## START SOURCE EXCERPT
GreenThreadDocs

Models in GreenThread have two layers of state: the Model CRD phase (managed by the controller) and the sidecar state (managed by the sidecar proxy in each model pod). Understanding both helps you monitor deployments and debug issues.

Model CRD phases

The Model custom resource progresses through lifecycle phases as the controller reconciles it.

PhaseDescription
PendingModel resource created, waiting for processing
ConvertingDownloading from HuggingFace and converting to gthread load format on NVMe
StagingWeights are being staged (verified on disk or loaded into CPU memory)
ReadyModel is ready for inference — pod is running, either serving or sleeping
FailedConversion or pod creation failed

Check the current phase:

kubectl get model -A
NAMESPACE            NAME                PHASE   REPLICAS   SERVING   SLEEPING   NODE        GPUS   VRAM/GPU
greenthread-system   llama-3-1-8b        Ready   1          0         1          gpu-node1   0      17.2 GiB
greenthread-system   qwen-3-5-35b-a3b    Ready   1          1         0          gpu-node1   1      88.2 GiB

Conversion

During the Converting phase, the controller creates a Kubernetes Job that:

  1. Downloads model weights from HuggingFace (using the huggingfaceToken from Helm values)
## END SOURCE EXCERPT
## START DATA LINES
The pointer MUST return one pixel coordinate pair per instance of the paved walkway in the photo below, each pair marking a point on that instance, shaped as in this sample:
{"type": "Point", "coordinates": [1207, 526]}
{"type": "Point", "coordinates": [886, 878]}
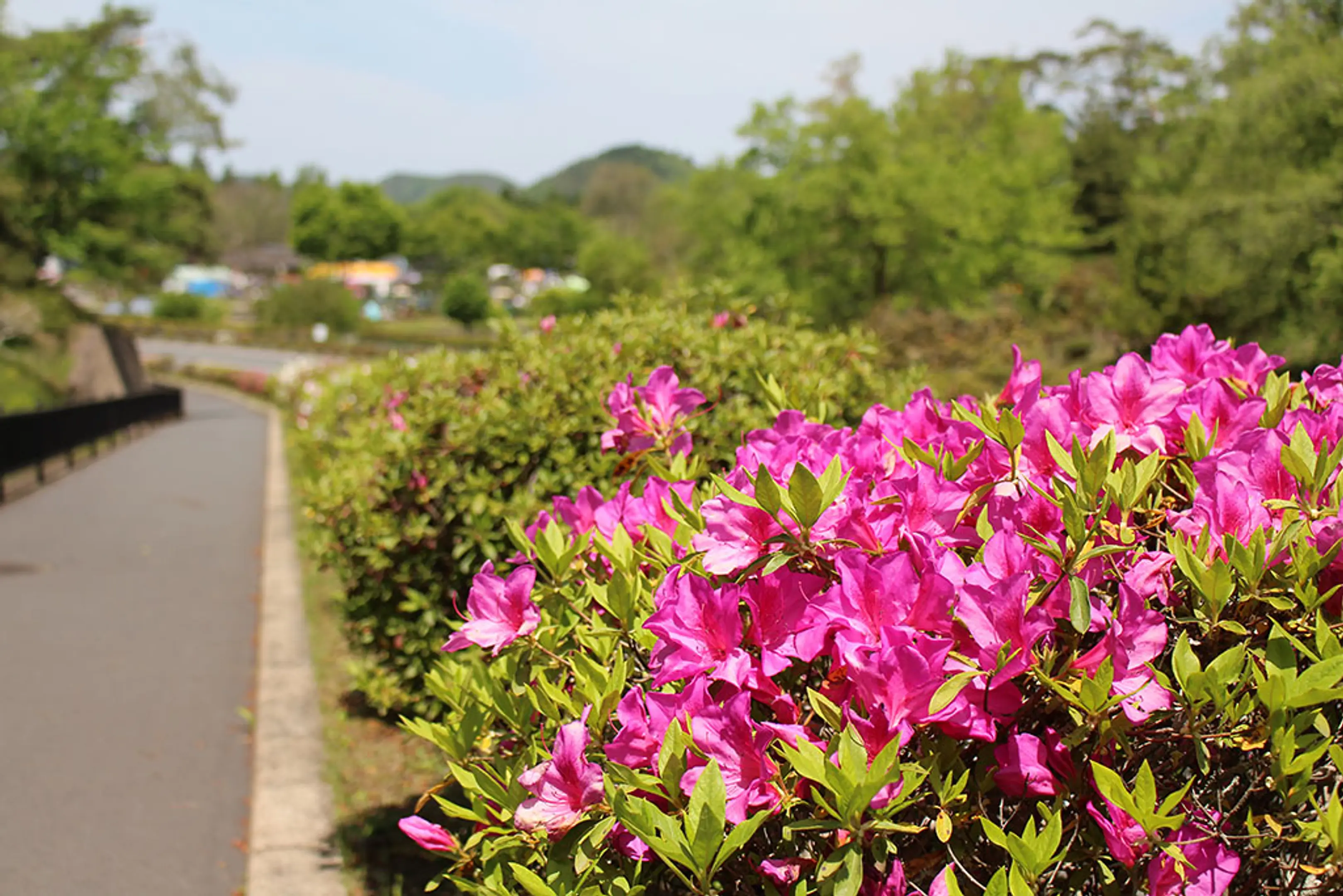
## END DATA LINES
__BRIEF A__
According to the GreenThread model lifecycle documentation, what happens to a model during the Staging phase?
__BRIEF B__
The GreenThread model lifecycle documentation says models have two layers of state. In one to three sentences, explain what the two layers are and why the documentation says a reader should understand both.
__BRIEF C__
Continue the GreenThread model lifecycle documentation, starting after its last line.

__EXERCISE RESULT A__
Its weights are staged, either verified on disk or loaded into CPU memory.

__EXERCISE RESULT B__
The first layer is the Model CRD phase, which the controller manages. The second is the sidecar state, which the sidecar proxy in each model pod manages. The documentation says understanding both helps you monitor deployments and debug issues.

__EXERCISE RESULT C__
  2. Converts weights to the gthread load format optimized for fast sleep/wake
  3. Stores the converted model on NVMe at the host path configured by storage.modelsPath

Track conversion progress:

kubectl get model llama-3-1-8b -n greenthread-system -o jsonpath='{.status.conversion}'

Once conversion completes on one node, the storage agent distributes the model to other GPU nodes via peer-to-peer transfer.

Multi-node distribution

After conversion, the model may need to be available on multiple nodes. The status tracks this:

kubectl get model llama-3-1-8b -n greenthread-system \
  -o jsonpath='{.status.distribution.availableOnNodes}'

Storage agents on each node discover peers via DNS and can pull models from any node that has them, avoiding redundant HuggingFace downloads.

Sidecar states

Once a model reaches the Ready phase, its pod runs a sidecar proxy that manages the model's runtime state. The sidecar has five states:

StateDescriptionVRAM Usage
sleepingProcess running, GPU memory fully released0 bytes
pendingSleeping, waiting for GPU memory (preemption may be needed)0 bytes
wakingAcquiring GPU memory and reloading weightsGrowing
servingActively handling inference requestsFull allocation
deactivatingDraining in-flight requests before sleepFull allocation
True zero VRAM

When sleeping, GreenThread releases all GPU memory — not just most of it. Sleeping models consume exactly 0 bytes of VRAM, making the GPU fully available for other models.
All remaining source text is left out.